**Passage**

=====

Monday, October 7, 2013

Le Thief, C'est Chic


For the past few days, I've been on the cusp of a cold. Maybe a flu. It's not enough to be any one thing (and therefore keep me off work.) Instead it's just enough to make me feel mostly cruddy, even though I've tried to smother it with NeoCitran.

So I am medicating before Muay Thai with tea and a book. Arsène Lupin, Gentleman Thief, a collection of short mysteries by Maurice Leblancwas purchased on Dan's recommendation. It's the perfect thing for this kind of mood. Lupin appeared in 1905 as a sort of French, deliciously felonious counterpoint to Sherlock Holmes, who so far has made at least one appearance in the stories. Holmes' abruptness - perhaps, to Leblanc, his quintessential Britishness - does not contrast favourably with Lupin's élan. 

I feel like I ought to read these with macarons in hand. Unfortunately the cafe only has muffins. How very Holmes-y of them.

Wednesday, October 2, 2013

Cats Vs Dogs

I never understood why parents hit their children until my current cat, Marvin, came into my life.


Aww, look at that face, the anime-large eyes, the little pink gumdrop nose... the only thing that's not pictured are his concentration-shattering howls of need. I am paying attention to him: this is awful. I am not paying attention to him: this is WORSE.


Now here's my dog, Smitty, calm and content in the knowledge that his is the best life. EVER. Food, companionship, more food for providing companionship: it's all great. His biggest concern was when the phone would ring, and he would vociferously defend his flock from the cordless menace. But now my parents have cellphones. The threat is over. It is time to rest, and sleep, and occasionally sigh.

My cat would prefer to continue meow-howling - meowling - forever. I bought a spray bottle and now his favourite game is to meow, wait for me to grab the bottle, then see if he can sprint faster than the spray. Guess what: he can.

So it would seem that I have a clear favourite in the eternal battle between cat and dog. Sweet, selfless dog, vs. selfish, possible mentally unstable cat. Dog is god.

Just as I was writing this post though, Marvin hopped up on the end of my bed and quietly watched me type. Every morning I wake up to find him spooning me, content to be dragged into my arms like a bag of cat parts and squeezed like a stuffed bear. His cuddly nature is the one thing that has stopped me from punting him out of the window on oh so many sleepless nights. I'm not a dog person, or a cat person, I'm an animal person. And I'm in desperate need of a really good lint brush.

=====

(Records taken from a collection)
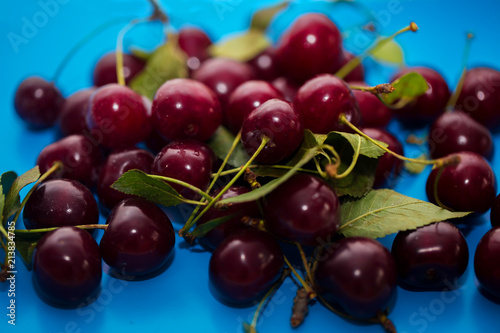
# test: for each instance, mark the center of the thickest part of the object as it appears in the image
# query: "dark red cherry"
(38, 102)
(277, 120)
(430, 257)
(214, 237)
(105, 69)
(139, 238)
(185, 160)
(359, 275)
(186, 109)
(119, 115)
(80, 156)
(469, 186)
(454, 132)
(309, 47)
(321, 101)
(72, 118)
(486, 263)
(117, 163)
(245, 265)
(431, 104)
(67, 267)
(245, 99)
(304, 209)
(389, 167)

=====

**Work instruction 1**
Answer these questions about the blog excerpt.
(a) On whose recommendation was the Arsène Lupin collection bought?
(b) What is the only food the cafe has?
(c) What used to be Smitty's biggest concern?
**Work instruction 2**
Continue the blog excerpt about the cat and the dog from its last sentence.

**Written reply 1**
(a) Dan's
(b) Muffins
(c) When the phone would ring

**Written reply 2**
Tuesday, October 1, 2013

Domestic Tuesday: Oktobock

I love fall, or at least I do once the fall rush is over. When my customers ebb from complaining that their textbooks or coursepacks aren’t in the store, to complaining to other people that they can’t finish their papers on time, I can finally enjoy the season. Fall colours, wool-wearing weather, and so many exciting new beers on the shelves.

I had my eye on the Beau’s All Natural Oktoberfest Pack for a while. Can you tell why?


No, it’s not because I need an iron. See a few tentacles? Perhaps 24 of them? Unusually intelligent, sometimes poisonous, with two-thirds of their nervous system in their arms instead of their head, the octopus is my favourite animal. The pack’s Oktobock featured a red one on the label (I'm holding it in my left hand.) I had missed the Oktobock last year, but I wouldn’t let it get away this year, and so I picked up a pack for a friend’s board game party.

The Oktobock was the first thing I poured. To be worthy of the octopus, it had to be good, right?

Well, imagine my disappointment when it tasted of… jujubes. Wine and jujubes. But as somebody pointed out, I was pouring it into a wine glass, which had just been drained of red wine.

Yes, I am the least classy glassware user out there.

So I drained that glass and gave it a second shot. It still tasted fruity, and not in a way I appreciated. I love the complexity of beers with fruit notes, but this one ended up somewhere between medicinal and candy-like. With enough glasses (no one wanted to share), the 7% ABV eventually kicked in and my opinion improved marginally. I'm willing to give it a second chance, but I suspect it will never be my favourite Beau's offering.

And so I’ve learned: never judge a beer by its label. No matter how cute it may be.